Work order A:
Answer these questions from the text on security, ethics and fairness, one line each:
(i) What kind of opt-out does the text call essential?
(ii) What two examples of fairness corrections does it give?
(iii) Co-design formats reduce misjudgements based on what?
Work order B: Pick up the text on security, ethics and fairness in youth health promotion after its final sentence and continue it.

Given text:
|---|

Security, Ethics & Fairness
Health promotion requires age-appropriate consent procedures, understandable information routes and a genuine freedom of choice. Young people need to know what data is being collected and for what purpose, and what rights they have, because only then can self-determination become a real option and not just an appeal (Agostino et al., 2023; Mathews, 2022). Technically, this leads to the principle of data minimisation and, where possible, edge processing, so that sensitive data remains on the device and only aggregated/purpose-specific information is processed. An opt-out without disadvantages is essential, as autonomy in adolescence must be structurally guaranteed for educational reasons (Agostino et al., 2023).
Digital prediction models are not neutral, as they easily reflect and reinforce existing inequalities when training data and decision chains contain demographic biases (Obermeyer et al., 2019). For youth-oriented applications, regular algorithm audits and fairness corrections are therefore imperative, e.g. through demographically informed reweighting or procedures to reduce disparate effects (Park et al., 2022; Ueda et al., 2023). The normative standard is that equal opportunities go hand in hand with effective support, regardless of gender, origin, socio-economic status or neurodiversity.
It is equally important that services for young people are developed together with young people. Co-design formats therefore highlight experiential knowledge, increase acceptance and accuracy, and reduce misjudgements based on adult-centred assumptions (Oetken et al., 2024). This includes transparency about the trigger logic (when, why and on what basis is a proposal made?) as well as maintaining the ability to act through inviting, moderate proposals that fit the rhythm of life, avoid disruption and can be rejected at any time (Nahum-Shani et al., 2018).

|---|

Provided information:
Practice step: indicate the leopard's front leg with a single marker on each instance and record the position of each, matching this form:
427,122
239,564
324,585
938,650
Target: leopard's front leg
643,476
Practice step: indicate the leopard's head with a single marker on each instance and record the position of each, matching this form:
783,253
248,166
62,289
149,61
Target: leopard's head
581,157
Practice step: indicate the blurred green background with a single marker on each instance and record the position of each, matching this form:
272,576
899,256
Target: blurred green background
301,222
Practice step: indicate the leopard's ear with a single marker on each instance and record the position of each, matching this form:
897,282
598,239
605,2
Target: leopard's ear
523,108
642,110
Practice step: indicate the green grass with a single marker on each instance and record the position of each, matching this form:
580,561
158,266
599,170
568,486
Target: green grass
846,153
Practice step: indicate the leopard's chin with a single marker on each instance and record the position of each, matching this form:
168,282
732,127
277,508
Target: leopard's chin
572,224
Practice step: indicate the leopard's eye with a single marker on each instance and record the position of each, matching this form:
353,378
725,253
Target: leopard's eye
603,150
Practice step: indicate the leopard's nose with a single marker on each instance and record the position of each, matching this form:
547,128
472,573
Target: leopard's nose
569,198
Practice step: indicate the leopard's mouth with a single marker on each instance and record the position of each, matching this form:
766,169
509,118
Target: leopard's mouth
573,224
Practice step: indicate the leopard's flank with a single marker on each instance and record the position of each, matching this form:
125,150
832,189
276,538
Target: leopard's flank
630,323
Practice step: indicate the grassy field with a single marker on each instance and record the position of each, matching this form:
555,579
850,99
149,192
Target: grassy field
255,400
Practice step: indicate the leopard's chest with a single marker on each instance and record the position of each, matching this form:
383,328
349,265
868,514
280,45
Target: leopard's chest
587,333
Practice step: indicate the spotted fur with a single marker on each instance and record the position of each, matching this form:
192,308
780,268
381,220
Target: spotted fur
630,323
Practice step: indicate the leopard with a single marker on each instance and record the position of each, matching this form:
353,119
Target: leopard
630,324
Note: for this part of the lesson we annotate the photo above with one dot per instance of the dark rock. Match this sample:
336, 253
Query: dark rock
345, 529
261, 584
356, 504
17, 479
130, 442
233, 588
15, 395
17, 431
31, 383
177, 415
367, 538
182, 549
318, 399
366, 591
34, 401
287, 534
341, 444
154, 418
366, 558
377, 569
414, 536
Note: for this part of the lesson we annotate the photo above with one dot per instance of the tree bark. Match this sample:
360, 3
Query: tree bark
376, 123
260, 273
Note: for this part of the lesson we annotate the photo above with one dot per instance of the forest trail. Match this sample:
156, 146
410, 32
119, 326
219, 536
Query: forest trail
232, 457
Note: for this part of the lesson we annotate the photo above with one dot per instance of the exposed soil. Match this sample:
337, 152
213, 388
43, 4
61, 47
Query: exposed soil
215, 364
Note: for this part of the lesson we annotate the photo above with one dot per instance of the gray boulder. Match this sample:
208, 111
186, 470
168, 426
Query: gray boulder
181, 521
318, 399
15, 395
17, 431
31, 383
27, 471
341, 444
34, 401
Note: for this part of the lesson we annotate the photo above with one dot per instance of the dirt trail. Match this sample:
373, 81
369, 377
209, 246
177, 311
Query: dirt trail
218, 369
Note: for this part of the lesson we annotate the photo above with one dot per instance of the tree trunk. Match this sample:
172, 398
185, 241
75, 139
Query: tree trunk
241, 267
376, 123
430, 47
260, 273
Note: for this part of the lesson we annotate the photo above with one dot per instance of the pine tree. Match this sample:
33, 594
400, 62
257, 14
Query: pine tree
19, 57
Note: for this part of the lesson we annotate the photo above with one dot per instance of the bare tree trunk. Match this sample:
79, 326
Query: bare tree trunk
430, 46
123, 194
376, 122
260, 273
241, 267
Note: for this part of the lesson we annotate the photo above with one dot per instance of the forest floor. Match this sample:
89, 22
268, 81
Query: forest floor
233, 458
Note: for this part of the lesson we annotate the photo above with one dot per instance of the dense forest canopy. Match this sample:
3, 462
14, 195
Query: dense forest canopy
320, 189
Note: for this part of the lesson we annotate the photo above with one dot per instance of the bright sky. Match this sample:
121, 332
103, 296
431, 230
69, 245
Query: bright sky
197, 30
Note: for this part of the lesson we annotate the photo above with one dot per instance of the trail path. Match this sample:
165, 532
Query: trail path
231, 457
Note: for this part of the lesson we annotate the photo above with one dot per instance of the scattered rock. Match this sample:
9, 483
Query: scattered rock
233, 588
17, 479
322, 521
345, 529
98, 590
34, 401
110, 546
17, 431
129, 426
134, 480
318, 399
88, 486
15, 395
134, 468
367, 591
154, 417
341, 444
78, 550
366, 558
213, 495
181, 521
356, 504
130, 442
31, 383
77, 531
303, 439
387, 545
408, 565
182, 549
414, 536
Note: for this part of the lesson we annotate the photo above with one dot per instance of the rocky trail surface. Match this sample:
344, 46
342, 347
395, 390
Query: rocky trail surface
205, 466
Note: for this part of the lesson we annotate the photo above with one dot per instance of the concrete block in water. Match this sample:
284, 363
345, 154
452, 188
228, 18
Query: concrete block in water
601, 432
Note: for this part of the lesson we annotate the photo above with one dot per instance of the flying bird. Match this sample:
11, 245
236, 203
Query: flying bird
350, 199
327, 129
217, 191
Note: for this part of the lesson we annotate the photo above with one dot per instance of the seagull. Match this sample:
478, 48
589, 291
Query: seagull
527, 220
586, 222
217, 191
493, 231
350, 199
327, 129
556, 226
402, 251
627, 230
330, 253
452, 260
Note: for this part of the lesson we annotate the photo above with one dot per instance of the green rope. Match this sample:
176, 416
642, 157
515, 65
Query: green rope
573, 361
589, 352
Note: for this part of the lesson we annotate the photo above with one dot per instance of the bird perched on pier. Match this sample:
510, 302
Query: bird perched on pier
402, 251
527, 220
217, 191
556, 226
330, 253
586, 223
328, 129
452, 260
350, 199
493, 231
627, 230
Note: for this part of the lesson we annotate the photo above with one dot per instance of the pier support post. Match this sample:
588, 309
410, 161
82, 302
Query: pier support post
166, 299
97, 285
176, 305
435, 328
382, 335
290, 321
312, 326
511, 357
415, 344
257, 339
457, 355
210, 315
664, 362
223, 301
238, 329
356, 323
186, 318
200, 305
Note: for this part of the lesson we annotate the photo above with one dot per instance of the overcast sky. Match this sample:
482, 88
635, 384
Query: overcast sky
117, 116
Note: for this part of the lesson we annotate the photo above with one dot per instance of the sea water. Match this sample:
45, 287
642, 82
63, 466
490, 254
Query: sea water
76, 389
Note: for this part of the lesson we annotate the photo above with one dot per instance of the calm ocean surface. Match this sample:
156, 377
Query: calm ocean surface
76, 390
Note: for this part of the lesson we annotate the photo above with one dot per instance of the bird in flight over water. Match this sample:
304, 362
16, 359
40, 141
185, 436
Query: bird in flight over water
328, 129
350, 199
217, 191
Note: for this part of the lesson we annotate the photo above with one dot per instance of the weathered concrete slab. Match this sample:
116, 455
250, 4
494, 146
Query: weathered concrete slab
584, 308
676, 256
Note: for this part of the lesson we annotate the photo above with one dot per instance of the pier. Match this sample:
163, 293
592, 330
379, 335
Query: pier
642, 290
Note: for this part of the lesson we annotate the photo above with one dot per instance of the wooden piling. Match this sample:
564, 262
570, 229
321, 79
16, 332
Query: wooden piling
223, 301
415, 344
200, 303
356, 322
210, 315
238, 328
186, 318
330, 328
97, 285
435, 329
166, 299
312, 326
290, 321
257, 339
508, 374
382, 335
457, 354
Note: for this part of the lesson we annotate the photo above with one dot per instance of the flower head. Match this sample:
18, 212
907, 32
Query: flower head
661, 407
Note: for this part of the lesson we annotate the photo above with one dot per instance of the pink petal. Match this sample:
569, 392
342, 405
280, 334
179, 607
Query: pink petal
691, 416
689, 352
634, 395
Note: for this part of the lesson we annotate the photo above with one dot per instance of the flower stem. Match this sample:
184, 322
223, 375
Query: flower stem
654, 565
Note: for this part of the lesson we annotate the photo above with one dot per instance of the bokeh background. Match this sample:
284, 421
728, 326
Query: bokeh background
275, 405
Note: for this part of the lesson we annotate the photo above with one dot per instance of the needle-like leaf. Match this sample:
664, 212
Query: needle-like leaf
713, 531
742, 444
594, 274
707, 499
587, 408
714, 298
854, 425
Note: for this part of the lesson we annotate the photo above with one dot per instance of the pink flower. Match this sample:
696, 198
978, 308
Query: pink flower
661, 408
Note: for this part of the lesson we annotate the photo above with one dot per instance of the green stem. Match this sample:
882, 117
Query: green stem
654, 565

|---|

Output A:
(i) An opt-out without disadvantages.
(ii) Demographically informed reweighting and procedures to reduce disparate effects.
(iii) Adult-centred assumptions.

Output B:
Author Contributions: Conceptualization, Y.B.; investigation, Y.B.; writing—review and editing, Y.B.; All authors have read and agreed to this version of the manuscript.
Funding: This research received no external funding.
Institutional Review Board Statement: Not applicable.
Informed Consent Statement: Not applicable.
Data Availability Statement: No data was used in this commentary article.
Conflicts of Interest: The authors declare no conflicts of interest.
Figure 1. Just-in-time decision architecture for precise breathing in adolescence. The diagram links structural rhythms (school day, evening routines) with subjective self-regulation: Passive and minimal signals (time of day, calendar, nocturnal PRV baseline, ultra-short EMA) determine eligibility as a joint function of need (increased stress or rumination before bedtime) and receptivity (no competing demands). Decision rules operationalise a contextual bandit policy with a ‘non-intervention’ arm and soft constraints (≤3 prompts/day; rest periods) and select a microintervention (exhale 3′, resonance 5′, box 2′) that is discreet and executable with a tap of the finger. A proximal outcome check (Δ stress at 10'; Δ HR/BR at 5'; immediate acceptance) feeds into the policy update (exploration→evaluation; change/adjustment for non-responders).